In the testing phase, we need images to evaluate the attack performance of the patch, although our approach is data independent when generating the patch. Note that there are images in the ILSVRC 2012 validation data that are misclassified by the above 5 pre-trained models. For example, the top-1 accuracy of Inception-V3 is 82.8%. It is less meaningful to study the attack success rates if the pre-trained models cannot correctly classify the original images. To verify the effect of our attack method, we randomly choose 1000 images from the ILSVRC 2012 validation data for testing, and these images are correctly classified by the above 5 pre-trained models.

The patches are rescaled and rotated, and then digitally inserted on a random location on the test images. We selected 13 scaling parameters, i.e. 5 points in equal intervals from 1 to 10% and 8 points in equal intervals from 10 to 50%. The rotation angle is limited in \([-45^{\circ }, 45^{\circ }]\). Figure 2 shows the process of constructing adversarial examples for testing when the scaling parameter is 10%. The patch generated by Inception-V3 for whitebox single model attack is rescaled to cover 10% of the input images, and then randomly rotated and placed at random positions on different test images.

Fig. 2
figure 2

The process of constructing adversarial examples when the scaling parameter is 10%. Left images: original natural images. Central image: an adversarial patch. Right images: adversarial images. The patch is rescaled to cover 10% of the original images, and then randomly rotated and placed at random locations on different test images

Fig. 3
figure 3

Attack success rates of non-targeted adversarial patches generated by DiAP. Each point in the plot is computed by averaging the results of 1000 adversarial examples, which are crafted by applying the patch to test images at random locations in these images. This is done for various scales or rotations of the patch, with each transformation independently tested on 1000 images. Note that these success rates are the mean of five ImageNet models

Fig. 4
figure 4

Adversarial patches for non-targeted attack. a is generated for the whitebox single model attack, b is computed for the whitebox ensemble attack, and c is crafted for the blackbox attack. The target model is the pre-trained VGG-16

Figure 3 shows the attack success rates, each point is calculated through 5000 tests (1000 adversarial images \(\times \) 5 pre-trained models). When the non-targeted adversarial patch covers 10% of the image area, the attack success rates of all three attack methods achieve more than 70% attack success rates, of which the whitebox single model attack exceeds 90%, although DiAP knows nothing about the training data.

[Collected data entries]

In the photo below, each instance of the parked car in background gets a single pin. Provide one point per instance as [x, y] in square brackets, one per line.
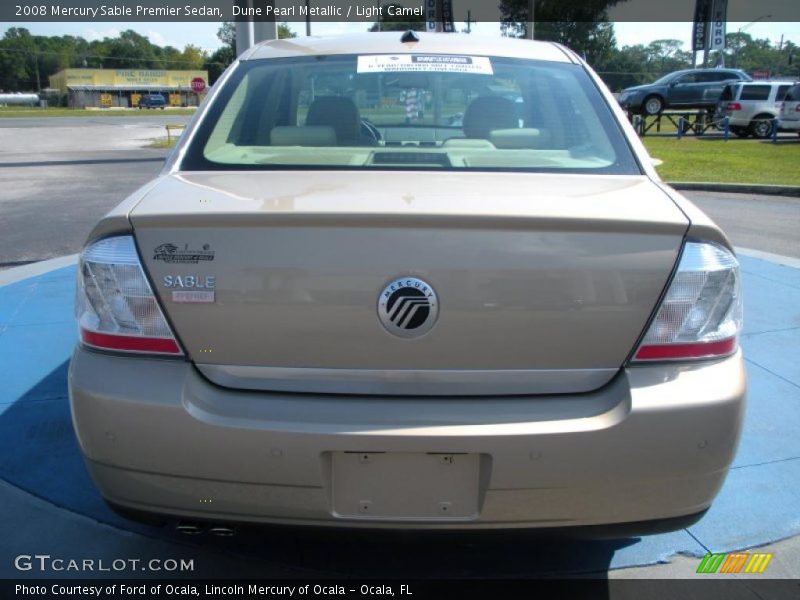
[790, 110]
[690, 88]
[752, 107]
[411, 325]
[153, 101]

...

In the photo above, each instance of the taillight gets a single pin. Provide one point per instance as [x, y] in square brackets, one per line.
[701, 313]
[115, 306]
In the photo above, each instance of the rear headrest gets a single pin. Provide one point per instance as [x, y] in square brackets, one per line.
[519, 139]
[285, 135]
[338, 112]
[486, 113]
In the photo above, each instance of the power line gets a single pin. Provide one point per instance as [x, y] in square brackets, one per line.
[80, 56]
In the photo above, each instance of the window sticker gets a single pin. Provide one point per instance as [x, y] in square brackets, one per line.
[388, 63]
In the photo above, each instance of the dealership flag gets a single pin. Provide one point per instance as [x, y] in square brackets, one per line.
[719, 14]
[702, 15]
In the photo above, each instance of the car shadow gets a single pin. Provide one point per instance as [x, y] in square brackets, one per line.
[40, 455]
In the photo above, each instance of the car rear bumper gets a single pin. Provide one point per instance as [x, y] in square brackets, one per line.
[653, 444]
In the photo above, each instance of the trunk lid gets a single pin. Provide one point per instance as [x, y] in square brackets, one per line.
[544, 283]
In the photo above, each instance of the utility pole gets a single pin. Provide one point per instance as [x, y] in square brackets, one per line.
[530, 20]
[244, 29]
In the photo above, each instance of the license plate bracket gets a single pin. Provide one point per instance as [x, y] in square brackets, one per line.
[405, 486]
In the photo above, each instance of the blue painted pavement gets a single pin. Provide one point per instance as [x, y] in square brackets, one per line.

**PROBLEMS:**
1: According to the adversarial patch text, how many images were randomly chosen from the ILSVRC 2012 validation data for testing?
2: Pick up the adversarial patch text after its final sentence and continue it.

**TASK RESULTS:**
1: 1000 images, all correctly classified by the five pre-trained models.

2:
Figure 4 shows some patches generated for non-targeted attack. These patches all seem to contain a lot of small round circular patterns and exhibit some symmetry. We examine the estimated labels of adversarial examples crafted by the adversarial patch shown in Fig. 4. When the patch covers 10% of the testing images, 97.1% of the adversarial examples superimposed with the patch (a) are classified as bubbles, 60.9% of the images perturbed by the patch (b) are recognized as salt shaker or ladybug, and 55.8% of the images disturbed by the patch (c) are identified as bubble or pinwheel. This indicates that when performing non-targeted attacks by optimizing Eq. (2), DiAP tends to construct patches with circular patterns in order to enhance robustness to various transformations, so the corresponding adversarial examples are more likely to be classified as circular objects.

When DiAP perform non-targeted attacks, the above experiments clearly show the existence of several dominant labels, and these labels are typically circular objects. However, when performing physical attacks, malicious attackers may want adversarial patches to cause the network to output any target class. In the next section, we generate adversarial patches to trick the network to evaluate different adversarial examples as the target class.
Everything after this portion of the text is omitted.